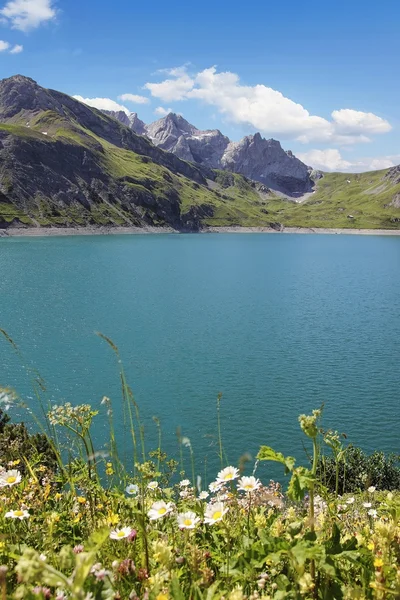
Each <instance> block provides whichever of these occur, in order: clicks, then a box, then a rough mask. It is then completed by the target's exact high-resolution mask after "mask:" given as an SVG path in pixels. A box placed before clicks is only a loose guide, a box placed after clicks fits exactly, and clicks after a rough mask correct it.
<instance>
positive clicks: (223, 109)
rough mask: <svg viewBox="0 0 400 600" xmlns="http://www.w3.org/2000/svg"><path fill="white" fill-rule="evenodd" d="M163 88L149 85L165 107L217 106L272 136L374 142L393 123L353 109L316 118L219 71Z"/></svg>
mask: <svg viewBox="0 0 400 600" xmlns="http://www.w3.org/2000/svg"><path fill="white" fill-rule="evenodd" d="M164 72H167V74H168V75H169V77H168V78H167V79H165V80H164V81H161V82H159V83H146V84H145V86H144V87H145V88H146V89H148V90H149V91H150V93H151V95H152V96H154V97H156V98H160V99H161V100H163V101H165V102H170V101H178V100H188V99H197V100H201V101H203V102H205V103H206V104H209V105H211V106H215V107H216V108H217V110H218V111H219V112H220V113H221V114H223V115H225V116H226V117H227V118H228V119H230V120H231V121H233V122H234V123H237V124H242V125H247V126H248V127H251V128H254V129H256V130H258V131H261V132H262V133H264V135H267V136H271V135H273V136H277V137H283V138H286V139H288V138H295V139H297V140H298V141H300V142H302V143H309V142H312V141H318V142H325V143H335V144H354V143H356V142H368V141H370V139H369V137H368V136H369V135H371V134H378V133H385V132H386V131H390V129H391V126H390V124H389V123H388V122H387V121H385V120H384V119H382V118H380V117H378V116H377V115H374V114H373V113H365V112H361V111H356V110H352V109H341V110H335V111H333V113H332V120H328V119H325V118H323V117H320V116H318V115H311V114H310V113H309V112H308V111H307V110H306V109H305V108H304V107H303V106H302V105H301V104H298V103H296V102H294V101H293V100H291V99H290V98H286V97H285V96H284V95H283V94H282V93H281V92H279V91H277V90H274V89H272V88H269V87H267V86H265V85H262V84H259V85H254V86H246V85H242V84H241V83H240V79H239V76H238V75H237V74H236V73H231V72H229V71H228V72H225V73H218V72H217V69H216V67H211V68H209V69H204V71H201V72H199V73H197V74H196V75H193V76H190V75H189V74H188V72H187V67H185V66H184V67H178V68H176V69H169V70H167V71H164Z"/></svg>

» **WHAT YOU ARE ASKED TO DO**: The whole listing above is to be printed again exactly; pictures stay out of it.

» **RESULT FOR THIS EXERCISE**:
Each <instance> block provides whichever of these occur, in order: clicks, then a box, then a rough mask. It is then completed by the target's exact high-resolution mask after "mask:" given as an SVG path in pixels. A box placed before clicks is only a loose guide, a box placed after clicks fits exactly, and clicks after a rough mask correct it.
<instance>
positive clicks: (223, 109)
rough mask: <svg viewBox="0 0 400 600" xmlns="http://www.w3.org/2000/svg"><path fill="white" fill-rule="evenodd" d="M163 88L149 85L165 107L217 106L272 136L374 142L393 123L353 109L316 118L219 71Z"/></svg>
mask: <svg viewBox="0 0 400 600" xmlns="http://www.w3.org/2000/svg"><path fill="white" fill-rule="evenodd" d="M164 72H167V74H168V75H169V77H168V78H167V79H165V80H164V81H161V82H159V83H146V84H145V86H144V87H145V88H146V89H148V90H149V91H150V93H151V95H152V96H154V97H156V98H160V99H161V100H163V101H165V102H170V101H178V100H188V99H197V100H201V101H203V102H205V103H206V104H209V105H211V106H215V107H216V108H217V110H218V111H219V112H220V113H221V114H223V115H225V116H226V117H227V118H228V119H230V120H231V121H233V122H234V123H237V124H242V125H247V126H248V127H251V128H254V129H256V130H258V131H261V132H262V133H264V135H267V136H271V135H273V136H277V137H283V138H286V139H288V138H295V139H297V140H298V141H300V142H302V143H309V142H312V141H318V142H325V143H335V144H354V143H356V142H368V141H370V139H369V137H368V136H369V135H371V134H378V133H385V132H386V131H390V129H391V126H390V124H389V123H388V122H387V121H385V120H384V119H382V118H380V117H378V116H377V115H374V114H373V113H365V112H361V111H356V110H352V109H341V110H335V111H333V113H332V120H328V119H325V118H323V117H320V116H318V115H311V114H310V113H309V112H308V111H307V110H306V109H305V108H304V107H303V106H302V105H301V104H298V103H296V102H294V101H293V100H291V99H290V98H286V97H285V96H284V95H283V94H282V93H281V92H279V91H277V90H274V89H272V88H269V87H267V86H265V85H262V84H259V85H254V86H246V85H242V84H241V83H240V79H239V76H238V75H237V74H236V73H231V72H229V71H228V72H225V73H218V72H217V69H216V67H211V68H209V69H204V71H201V72H199V73H197V74H196V75H193V76H190V75H189V74H188V72H187V67H185V66H184V67H178V68H176V69H169V70H167V71H164Z"/></svg>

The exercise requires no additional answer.